WHAT YOU SHOULD DO
Put all of the rows below into a numbered list, leaving out any blank lines.

[Data listing]
____________
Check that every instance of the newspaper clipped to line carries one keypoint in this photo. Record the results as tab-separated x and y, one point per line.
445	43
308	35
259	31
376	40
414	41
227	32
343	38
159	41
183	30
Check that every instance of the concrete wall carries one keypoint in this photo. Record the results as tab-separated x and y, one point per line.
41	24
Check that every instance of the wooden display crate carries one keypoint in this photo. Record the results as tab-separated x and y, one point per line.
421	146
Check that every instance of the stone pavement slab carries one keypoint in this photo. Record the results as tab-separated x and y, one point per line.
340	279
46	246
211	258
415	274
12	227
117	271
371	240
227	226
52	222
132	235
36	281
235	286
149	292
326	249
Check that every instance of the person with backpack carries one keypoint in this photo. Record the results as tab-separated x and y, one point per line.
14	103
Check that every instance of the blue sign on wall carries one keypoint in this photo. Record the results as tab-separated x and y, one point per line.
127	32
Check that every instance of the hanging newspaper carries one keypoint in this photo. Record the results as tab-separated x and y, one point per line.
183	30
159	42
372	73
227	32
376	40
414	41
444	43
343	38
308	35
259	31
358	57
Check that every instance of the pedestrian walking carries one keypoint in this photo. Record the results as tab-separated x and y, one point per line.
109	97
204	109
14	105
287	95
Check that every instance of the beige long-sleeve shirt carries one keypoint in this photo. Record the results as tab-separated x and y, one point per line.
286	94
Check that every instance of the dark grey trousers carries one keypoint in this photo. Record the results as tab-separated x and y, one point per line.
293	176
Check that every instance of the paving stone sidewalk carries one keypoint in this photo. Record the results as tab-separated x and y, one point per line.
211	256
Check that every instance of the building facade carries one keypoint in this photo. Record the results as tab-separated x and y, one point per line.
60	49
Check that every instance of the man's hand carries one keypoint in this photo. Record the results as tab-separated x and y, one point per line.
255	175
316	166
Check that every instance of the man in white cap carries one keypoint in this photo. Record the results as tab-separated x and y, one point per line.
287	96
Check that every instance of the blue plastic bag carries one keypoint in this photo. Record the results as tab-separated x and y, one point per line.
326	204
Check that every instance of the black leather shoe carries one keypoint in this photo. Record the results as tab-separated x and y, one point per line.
____________
EXPECTED OUTPUT
1. Check that every instance of the newspaper clipped to line carries one keypoint in this photo. Record the results as tab-separated x and y, one point per line.
2. 445	43
3. 308	35
4. 259	31
5. 376	40
6. 414	41
7. 227	32
8. 343	38
9. 159	41
10. 183	30
11. Check that every instance of the concrete wall carries one keypoint in this photo. Record the results as tab-separated x and y, one point per line.
12. 41	24
13. Check that every instance of the wooden display crate carries one keypoint in this photo. Record the results as tab-separated x and y, one point per line.
14. 421	146
15. Check that every instance of the stone pavement slab carries one keypoint in this photo. Record the results as tab-separated x and y, one point per line.
16. 340	279
17. 46	246
18. 211	258
19. 415	274
20. 12	227
21. 117	271
22. 371	240
23. 227	226
24. 52	222
25. 132	235
26. 36	281
27. 235	286
28. 149	292
29. 326	249
30. Check that every instance of the person with backpack carries one keypoint in this photo. Record the results as tab-separated x and y, one point per line.
31. 14	103
32. Check that every instance of the blue sign on wall carries one keypoint in this photo. Record the results as tab-separated x and y, one point per line.
33. 127	32
34. Check that every instance of the hanging newspaper carries one keypoint in this photo. Record the results as tab-separated x and y, one point per line.
35. 183	30
36. 159	42
37. 372	73
38. 227	32
39. 376	40
40. 414	41
41. 444	43
42. 343	38
43. 308	35
44. 259	31
45. 358	57
46. Check that every instance of the pedestrian walking carries one keypoint in this photo. Record the results as tab-separated x and y, one point per line.
47. 109	97
48. 204	109
49. 14	105
50. 287	95
51. Check that every instance of the beige long-sleeve shirt carries one keypoint in this photo. Record the results as tab-separated x and y, one point per line.
52. 286	94
53. Check that every instance of the dark grey trousers carries one keypoint in this photo. Record the results as tab-separated x and y, one point per line.
54. 293	176
55. Check that every instance of the paving stone sidewalk carries one keypoint in this photo. Record the results as tab-separated x and y, one point per line.
56. 211	256
57. Check that every instance of the building facade carries one keypoint in this photo. Record the results as tab-separated x and y, one point per line.
58. 60	49
59. Check that every instance of the man's hand carries one keypoint in this photo. Record the results as tab-separated x and y, one point per line.
60. 255	175
61. 316	166
62. Check that every instance of the man in white cap carries one keypoint in this photo. Record the results as tab-separated x and y, one point per line.
63. 287	96
64. Check that every instance of the blue plastic bag carries one keypoint in this photo. Record the results as tab-separated x and y, one point per line.
65. 326	204
66. Check that every instance of the black leather shoe carries one keypoint in this photo. Record the results as tab-separated x and y, one point per line.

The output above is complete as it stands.